▶ **Document section**

Dechert OnPoint: Setting Aside the Yukos Award

Dechert Georgia, through the contribution of partners Archil Giorgadze and Nicola Mariani, joined by senior associates Ruslan Akhalaia and Irakli Sokolovski, as well as Ana Kostava and Ana Kochiashvili, is partnering with Georgia Today on a regular section of the paper which will provide updated information regarding significant legal changes and developments in Georgia. In particular, we will highlight significant issues which may impact businesses operating in Georgia.

The Setting Aside of the “Yukos Award” by The Hague District Court

The biggest story of the month in the global legal and business world was an unexpected judgement issued by The Hague District Court (the “Court”) on 20 April 2016 (the “Judgement”), which set aside the award issued by the Permanent Court of Arbitration (“PCA”) in The Hague on 18 July 2014 to the benefit of Yukos shareholders (the “Award”).

▶ **Given data**
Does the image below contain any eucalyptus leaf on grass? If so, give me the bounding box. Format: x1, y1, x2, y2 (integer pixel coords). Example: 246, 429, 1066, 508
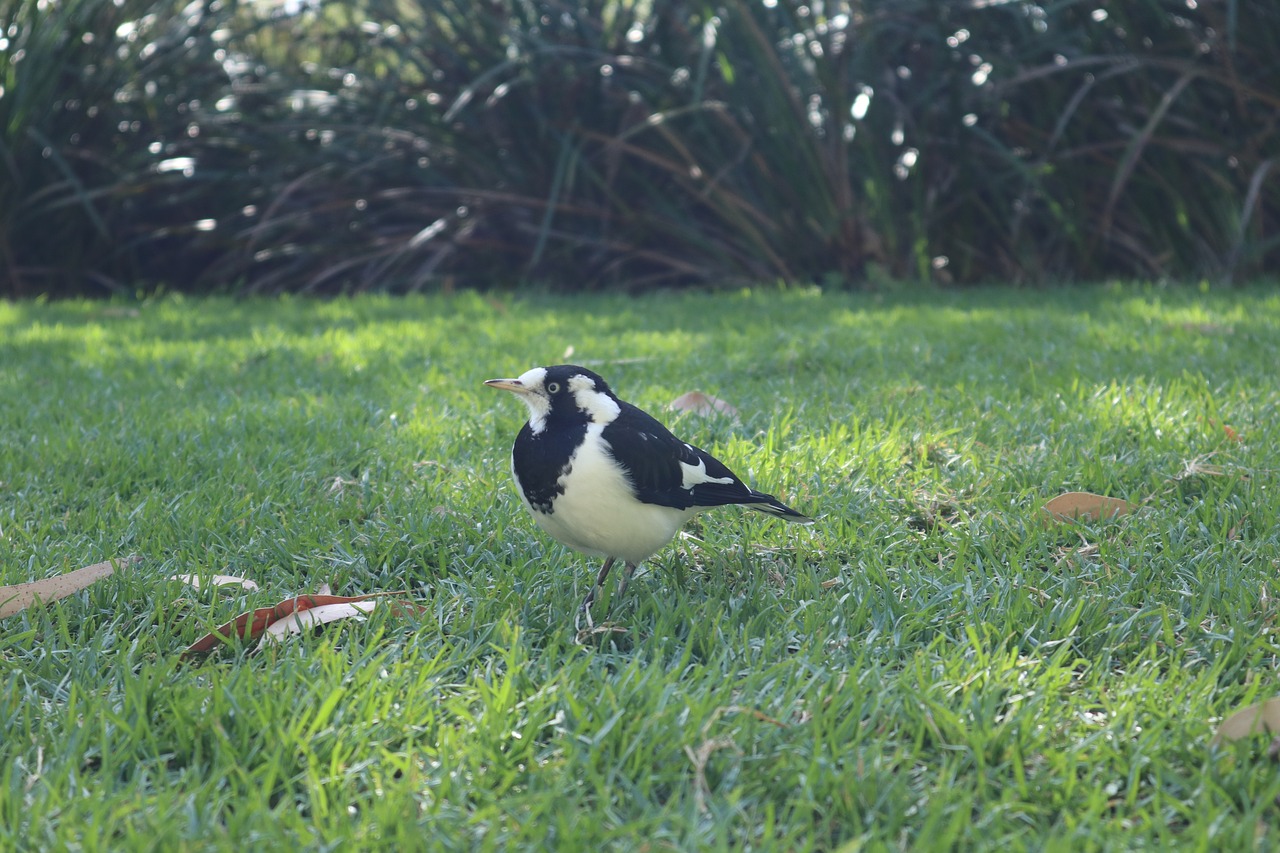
0, 286, 1280, 850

▶ **Exercises**
A. In the Dechert OnPoint text, reproduce the passage that begins at the words "Dechert Georgia, through" and stops after "operating in Georgia.", substituting "associates" for "senior associates".
B. Answer these questions using the Dechert OnPoint text:
(i) On what date did The Hague District Court issue the Judgement?
(ii) Which body issued the Award, and on what date?
(iii) With which paper is Dechert Georgia partnering on a regular section?
C. Continue the Dechert OnPoint text on the setting aside of the Yukos Award from the point where it ends.
The lines have no connection to the Dechert OnPoint text on the Yukos Award.

▶ **Expected results**
A.
Dechert Georgia, through the contribution of partners Archil Giorgadze and Nicola Mariani, joined by associates Ruslan Akhalaia and Irakli Sokolovski, as well as Ana Kostava and Ana Kochiashvili, is partnering with Georgia Today on a regular section of the paper which will provide updated information regarding significant legal changes and developments in Georgia. In particular, we will highlight significant issues which may impact businesses operating in Georgia.

B.
(i) 20 April 2016
(ii) The Permanent Court of Arbitration, on 18 July 2014
(iii) Georgia Today

C.
The award itself, crowning ten years of arbitral proceedings, is unprecedented in the sphere of international investment law, primarily due to its amount. The Russian Federation was ordered to pay more than USD 50 billion to former shareholders of Yukos, which was at one time the largest oil company in Russia. This week’s edition of OnPoint provides a brief overview of the “Yukos Saga,” as it is commonly known in the legal field, with reference to key facts, legal issues and potential future developments.

I. Dismantling Yukos and Khodorkovsky’s arrest

Yukos was a leading joint stock company in Russia in the oil and gas sector, listed as one of the world’s top ten companies in the sector in 2002. In 2003, the Russian state launched tax and fraud proceedings against Yukos and Mikhail Khodorkovsky, then the company’s largest ultimate beneficial shareholder. Khodorkovsky was sentenced to serve a ten-year sentence in Siberia before being pardoned by Putin in 2013. Yukos was declared bankrupt in August 2006 and its assets were nationalized by state-owned companies Rosneft and Gazprom.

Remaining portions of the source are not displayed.